■ Passage shown ■
Full Frosty Moon bumps into Pleiades and Hyades tonight

Tonight’s Full Frosty Moon will rise around sunset in the northeastern sky. November’s full moon is also known as the Full Beaver Moon. Credit: Bob King

Every full moon’s an occasion to get outside for a moonlit stroll. No binoculars or telescope needed. It’s surprising how much you can see by moonlight once your eyes get accustomed to its dark luster. Full moonlight, especially when the moon rides high in the sky as it does this month, makes me think of what daytime might look like on a planet orbiting a dim red dwarf star. Think how the sense of vision would have evolved in creatures on such a planet. To make the most of weak illumination, owl-like eyes could come in handy.

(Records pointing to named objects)

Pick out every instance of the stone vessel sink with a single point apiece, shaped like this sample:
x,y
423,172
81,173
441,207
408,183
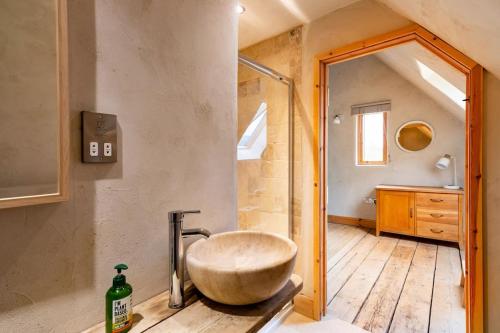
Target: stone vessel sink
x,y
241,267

■ Parts of the exercise ■
A) According to the passage on the Full Frosty Moon, what other name is November's full moon known by?
B) Extract every line of the records that contains the string "stone", treating uppercase and lowercase as different.

■ Expected results ■
A) The Full Beaver Moon.

B)
Pick out every instance of the stone vessel sink with a single point apiece, shaped like this sample:
Target: stone vessel sink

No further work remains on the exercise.